* SELECTED TEXT:
Guitarist Alex Skolnick has made a few posts regarding the Paris terror attacks via his official Facebook page. Today he has reacted to a lot of comments he has seen on social media, which you can read below.
“Morning coffee at Le Louvre Museum, Paris (feeling very French), a couple years ago.
Pardon the lack of updates. In addition to limited wifi while traveling, it just hasn’t felt right to get back to normal, posting day to day stuff with the proverbial “400 pound gorilla” in the room. A few more thoughts to share and hopefully this will be my last post on this for a while….
First, on the image shared in the previous post: I personally feel the drawing expresses gratitude for the prayers but also offers fresh perspective from someone directly affected by the events (a Charlie Hebdo cartoonist), and is done in a creative and particularly Parisian spirit. Though I’m less and less a fan of certain aspects of organized religion, it wasn’t my intention to disrespect those offering #PrayersForParis, and I know some of you (including some loyal supports I hate to offend) have felt that way. So no offense meant and let’s agree to respectfully disagree?

* THINGS TO DO:
(a) In the text about Alex Skolnick, where did he post his thoughts on the Paris terror attacks?
(b) From the text about Alex Skolnick, quote the stretch from "Pardon the lack" through "for a while….".

* RECORD EXCERPTS:
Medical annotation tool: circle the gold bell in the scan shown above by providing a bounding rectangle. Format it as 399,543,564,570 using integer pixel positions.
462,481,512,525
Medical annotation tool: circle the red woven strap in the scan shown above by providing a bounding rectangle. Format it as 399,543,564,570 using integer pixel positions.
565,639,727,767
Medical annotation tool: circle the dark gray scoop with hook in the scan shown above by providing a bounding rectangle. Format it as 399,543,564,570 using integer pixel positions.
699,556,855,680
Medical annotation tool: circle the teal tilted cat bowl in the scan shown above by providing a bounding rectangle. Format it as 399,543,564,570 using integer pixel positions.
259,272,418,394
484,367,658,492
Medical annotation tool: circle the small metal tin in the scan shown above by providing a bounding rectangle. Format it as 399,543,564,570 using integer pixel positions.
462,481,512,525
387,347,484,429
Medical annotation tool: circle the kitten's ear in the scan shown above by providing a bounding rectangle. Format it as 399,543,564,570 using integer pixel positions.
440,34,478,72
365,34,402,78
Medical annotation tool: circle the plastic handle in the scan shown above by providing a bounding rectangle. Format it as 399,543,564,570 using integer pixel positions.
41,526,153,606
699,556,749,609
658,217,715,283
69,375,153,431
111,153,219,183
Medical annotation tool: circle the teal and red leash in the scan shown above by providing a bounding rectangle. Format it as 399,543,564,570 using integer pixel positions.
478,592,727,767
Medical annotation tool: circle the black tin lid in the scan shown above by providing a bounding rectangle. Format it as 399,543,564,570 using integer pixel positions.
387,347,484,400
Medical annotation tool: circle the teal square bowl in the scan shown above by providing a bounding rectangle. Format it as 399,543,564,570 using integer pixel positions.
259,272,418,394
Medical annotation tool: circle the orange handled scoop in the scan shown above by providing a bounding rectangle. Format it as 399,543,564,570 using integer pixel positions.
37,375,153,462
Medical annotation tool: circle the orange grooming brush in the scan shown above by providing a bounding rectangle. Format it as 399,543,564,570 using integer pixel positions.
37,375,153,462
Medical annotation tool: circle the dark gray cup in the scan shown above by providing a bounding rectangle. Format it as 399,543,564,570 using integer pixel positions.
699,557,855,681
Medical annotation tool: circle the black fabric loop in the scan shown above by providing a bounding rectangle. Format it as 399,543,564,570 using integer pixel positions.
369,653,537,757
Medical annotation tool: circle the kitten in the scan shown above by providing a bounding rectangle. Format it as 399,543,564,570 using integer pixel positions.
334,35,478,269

* ANSWERS FOR THIS EXERCISE:
(a) On his official Facebook page.

(b)
Pardon the lack of updates. In addition to limited wifi while traveling, it just hasn’t felt right to get back to normal, posting day to day stuff with the proverbial “400 pound gorilla” in the room. A few more thoughts to share and hopefully this will be my last post on this for a while….